Problem requirements - Reproduce every record below exactly as it appears.

Records shown -
'''
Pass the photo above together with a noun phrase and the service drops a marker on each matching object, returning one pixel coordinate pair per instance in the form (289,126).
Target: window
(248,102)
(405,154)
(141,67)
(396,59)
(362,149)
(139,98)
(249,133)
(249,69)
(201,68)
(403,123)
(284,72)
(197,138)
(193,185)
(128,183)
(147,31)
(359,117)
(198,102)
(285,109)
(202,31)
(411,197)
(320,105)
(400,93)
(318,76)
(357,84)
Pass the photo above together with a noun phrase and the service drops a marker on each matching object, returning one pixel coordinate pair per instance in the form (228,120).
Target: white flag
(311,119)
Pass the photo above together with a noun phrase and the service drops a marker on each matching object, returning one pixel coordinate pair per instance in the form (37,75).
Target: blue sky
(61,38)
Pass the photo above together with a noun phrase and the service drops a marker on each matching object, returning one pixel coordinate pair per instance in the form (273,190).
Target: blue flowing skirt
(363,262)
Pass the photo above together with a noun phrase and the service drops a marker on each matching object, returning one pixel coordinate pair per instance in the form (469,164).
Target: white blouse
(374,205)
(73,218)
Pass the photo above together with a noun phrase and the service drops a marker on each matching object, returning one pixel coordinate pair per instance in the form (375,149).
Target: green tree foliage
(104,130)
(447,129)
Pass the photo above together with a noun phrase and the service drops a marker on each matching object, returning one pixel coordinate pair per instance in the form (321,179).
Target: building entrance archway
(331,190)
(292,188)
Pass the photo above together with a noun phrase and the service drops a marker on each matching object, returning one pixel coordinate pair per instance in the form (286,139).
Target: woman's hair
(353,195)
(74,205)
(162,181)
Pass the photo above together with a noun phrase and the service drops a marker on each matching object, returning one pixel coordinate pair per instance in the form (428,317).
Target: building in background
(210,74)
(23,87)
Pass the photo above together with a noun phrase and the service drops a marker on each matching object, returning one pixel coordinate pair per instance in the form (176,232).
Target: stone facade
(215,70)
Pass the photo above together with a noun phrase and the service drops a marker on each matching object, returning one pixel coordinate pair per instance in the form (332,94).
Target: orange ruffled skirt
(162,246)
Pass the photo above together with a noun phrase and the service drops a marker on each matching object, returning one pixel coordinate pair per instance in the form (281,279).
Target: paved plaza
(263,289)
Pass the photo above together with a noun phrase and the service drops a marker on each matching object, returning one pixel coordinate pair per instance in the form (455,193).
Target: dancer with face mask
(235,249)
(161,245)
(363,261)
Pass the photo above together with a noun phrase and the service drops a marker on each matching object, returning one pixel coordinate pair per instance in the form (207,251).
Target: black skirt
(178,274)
'''
Result below -
Pass the photo above together with a noun phrase and the service drops a marker on each matching object, returning one pixel coordinate pair per instance in the form (289,126).
Target: window
(248,102)
(405,154)
(141,67)
(396,59)
(362,149)
(139,98)
(249,133)
(249,69)
(201,68)
(403,123)
(284,72)
(197,138)
(193,185)
(128,183)
(147,31)
(359,117)
(198,102)
(285,109)
(202,31)
(411,197)
(320,105)
(400,93)
(318,76)
(357,84)
Pass the photo above together with a noun phrase and the service drops a marker on each matching object, returning one pixel coordinate pair per instance in the form (228,120).
Target: white flag
(311,119)
Pass the photo above together with a noun phrase and the service drops a marker on each matching object, returning one pixel coordinate pair per instance in the form (37,75).
Target: blue sky
(61,38)
Pass the photo above together with a noun phrase and the service drops a marker on each matching object, returning one pixel coordinate pair per instance in the form (273,190).
Target: blue flowing skirt
(363,262)
Pass the photo above together with a noun phrase and the service drops a marker on each matching object, returning one pixel coordinate pair per instance in the form (469,164).
Target: white blouse
(374,205)
(73,218)
Pass the photo above together with a noun phrase and the service drops a marker on each matching object, returning one pixel coordinate pair per instance in the form (375,149).
Target: green tree foliage
(104,130)
(447,129)
Pass the photo above together with a noun phrase and the service drops a marker on each matching object, returning one pixel coordinate pair per instance in the form (321,179).
Target: building entrance archway
(331,190)
(292,188)
Pass the photo above together with a noun phrase and the service drops a marker on each matching object, returning one pixel coordinate pair per instance in the form (286,139).
Target: woman's hair
(353,195)
(74,205)
(162,181)
Pass the photo above together with a noun phrase and the service drops a marker on each matching object, returning one pixel coordinate pair per instance in the form (428,317).
Target: building in background
(210,74)
(23,87)
Pass the photo above together with a noun phrase and the service drops a marker on each matching object, returning one pixel coordinate pair per instance in the form (176,232).
Target: stone facade
(215,70)
Pass the photo above together with a noun phrase and the service drops a marker on each matching object, returning one pixel coordinate pair per instance in the form (332,94).
Target: orange ruffled skirt
(162,246)
Pass the photo above together with a noun phrase and the service drops a marker on each matching object, returning one pixel coordinate pair per instance in the form (281,279).
Target: paved plaza
(263,289)
Pass the photo above together with a noun phrase and the service drops a marker on each matching object, returning one pixel coordinate pair per instance in the form (455,193).
Target: dancer with face mask
(235,249)
(161,245)
(363,261)
Pass the photo above together with a noun phrase and the service drops a marker on each matching object, returning one pixel coordinate pair per instance in the form (207,251).
Target: black skirt
(178,274)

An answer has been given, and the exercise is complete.